• _The request_
Continue the article on the final season of NCIS: Los Angeles from where it stops.

• _Document_

= = =

The fourteenth and final season of the American police procedural television series NCIS: Los Angeles premiered on October 9, 2022, on CBS, for the 2022–23 television season, consisting in total of 21 episodes.

NCIS: Los Angeles follows a fictional team of special agents from the Office of Special Projects of the Naval Criminal Investigative Service. The season stars Chris O'Donnell, Daniela Ruah, Eric Christian Olsen, Medalion Rahimi, Caleb Castille, Gerald McRaney, and LL Cool J. A crossover event with NCIS and NCIS: Hawaiʻi took place during the season in episode 10.

Cast and characters

Main 
 Chris O'Donnell as Grisha "G." Callen, NCIS Supervisory Special Agent (SSA) and Team leader
 Daniela Ruah as Kensi Blye, NCIS Special Agent
 Eric Christian Olsen as Marty Deeks, NCIS Investigator (Previously LAPD/NCIS Liaison Officer)
 Medalion Rahimi as Fatima Namazi, NCIS Special Agent
 Caleb Castille as Devin Roundtree, NCIS Special Agent (Previously FBI Agent)
 Gerald McRaney as Hollace Kilbride, a retired Admiral and friend of Henrietta Lange, later Operations Manager 
 LL Cool J as Sam Hanna, NCIS Senior Field Agent, Second in Command

Recurring 
 Kavi Ramachandran Ladnier as Shyla Dahr, NCIS Reserve Agent
 Natalia del Riego as Rosa Reyes, migrant seeking asylum, later fostered by Kensi and Deeks
 Richard Gant as former Colonel Raymond Hanna, father of Sam
 Bar Paly as Anatasia 'Anna' Kolcheck, Former ATF Agent and Callen's girlfriend, later fiancée
 Duncan Campbell as NCIS Special Agent Castor
 Alicia Coppola as FBI Senior Special Agent Lisa Rand
 Vyto Ruginis as Arkady Kolcheck, former KGB Operative, associate of Callen, and Anna's father
 Bill Goldberg as Lance Hamilton, DOJ Agent
 Erik Palladino as Special Deputy U.S. Marshal Vostanik Sabatino

Crossover

NCIS 

 Gary Cole as Alden Parker, NCIS Supervisory Special Agent of the Major Case Response Team in Washington, D.C.
 Wilmer Valderrama as Nick Torres, NCIS Special Agent

NCIS: Hawaiʻi 

 Vanessa Lachey as Jane Tennant, NCIS Special Agent in Charge of the NCIS: Hawaiʻi Field Office.

= = =

• _Extracted entries_
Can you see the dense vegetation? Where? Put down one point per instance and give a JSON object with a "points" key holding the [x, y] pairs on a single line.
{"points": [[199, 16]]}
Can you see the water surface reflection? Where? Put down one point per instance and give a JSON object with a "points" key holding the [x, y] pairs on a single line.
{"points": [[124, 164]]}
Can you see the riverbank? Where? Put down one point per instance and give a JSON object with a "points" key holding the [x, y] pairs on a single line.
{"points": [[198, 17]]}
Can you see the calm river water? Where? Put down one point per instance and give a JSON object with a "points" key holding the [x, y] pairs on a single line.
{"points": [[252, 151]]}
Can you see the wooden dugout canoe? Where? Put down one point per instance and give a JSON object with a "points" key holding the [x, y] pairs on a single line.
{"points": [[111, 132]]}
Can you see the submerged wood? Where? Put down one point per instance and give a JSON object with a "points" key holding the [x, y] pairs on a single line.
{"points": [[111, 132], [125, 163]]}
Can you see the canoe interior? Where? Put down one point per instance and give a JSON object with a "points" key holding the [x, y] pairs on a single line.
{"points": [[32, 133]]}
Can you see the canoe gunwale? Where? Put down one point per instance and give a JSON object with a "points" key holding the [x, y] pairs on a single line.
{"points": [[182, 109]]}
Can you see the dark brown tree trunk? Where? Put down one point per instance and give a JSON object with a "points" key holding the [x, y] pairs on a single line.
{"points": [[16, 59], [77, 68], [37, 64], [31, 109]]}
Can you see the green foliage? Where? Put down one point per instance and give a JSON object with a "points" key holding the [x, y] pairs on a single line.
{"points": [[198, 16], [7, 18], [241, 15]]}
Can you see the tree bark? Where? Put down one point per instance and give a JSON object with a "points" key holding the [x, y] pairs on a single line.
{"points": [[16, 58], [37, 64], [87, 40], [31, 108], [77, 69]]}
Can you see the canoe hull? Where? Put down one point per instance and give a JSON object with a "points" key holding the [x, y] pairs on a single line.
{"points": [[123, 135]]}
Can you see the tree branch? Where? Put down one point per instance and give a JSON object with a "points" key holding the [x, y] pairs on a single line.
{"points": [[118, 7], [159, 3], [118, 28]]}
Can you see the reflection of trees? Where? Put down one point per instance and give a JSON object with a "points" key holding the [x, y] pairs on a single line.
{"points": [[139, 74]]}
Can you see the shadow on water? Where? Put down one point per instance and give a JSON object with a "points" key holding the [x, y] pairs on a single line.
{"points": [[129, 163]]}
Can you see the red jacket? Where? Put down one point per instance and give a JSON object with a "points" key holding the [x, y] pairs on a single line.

= = =

• _Final result_
 Yasmine Al-Bustami as Lucy Tara, NCIS Special Agent

Episodes

Crossovers

On October 3, 2022, it was announced by Entertainment Weekly that a crossover event between NCIS: Los Angeles and its fellow NCIS franchise series NCIS and NCIS: Hawaiʻi was in production and scheduled to air in January 2023. NCIS: Los Angeles stars Chris O'Donnell and LL Cool J participated in the crossover, alongside Gary Cole, Wilmer Valderrama, and Brian Dietzen from NCIS and Vanessa Lachey, Yasmine Al-Bustami, and Noah Mills from NCIS: Hawaiʻi. The crossover event, referred to as the "NCIS-verse crossover", is the first time that all three series have crossed over. The crossover was confirmed by CBS on November 11, 2022, and given an air date of January 9. NCIS: Los Angeles temporarily moved to Monday for the event and was the third and final part of the crossover. O'Donnell and LL Cool J appeared in all three parts of the event. Cole, Valderrama, Lachey, and Al-Bustami, all appeared in the NCIS: Los Angeles portion, which is entitled "A Long Time Coming". All seven NCIS: Los Angeles cast members also appeared in the NCIS: Los Angeles portion.

Production

Development 
On March 31, 2022, it was announced that CBS had renewed NCIS: Los Angeles for a fourteenth season, alongside renewals for NCIS and NCIS: Hawaiʻi. Cast member Daniela Ruah directed the fifth episode of the season, "Flesh & Blood", as well as the fourteenth. On January 20, 2023, it was announced that the season would end on May 21, 2023. It was also confirmed that it would be the series finale.

Casting 
With the renewal in March 2022, it was expected that O'Donnell and LL Cool J would return. Longtime cast member Linda Hunt, who last appeared in the premiere of the previous season, is also expected to return. Each cast member will be absent for four episodes of the season. Returning guest stars for the season include Duncan Campbell, Alicia Coppola, Natalia del Riego, Richard Gant, Bar Paly, Kavi Ramachandran Ladnier, Pamela Reed, and Tye White

Design 
A new intro and lettering was introduced in Season 14.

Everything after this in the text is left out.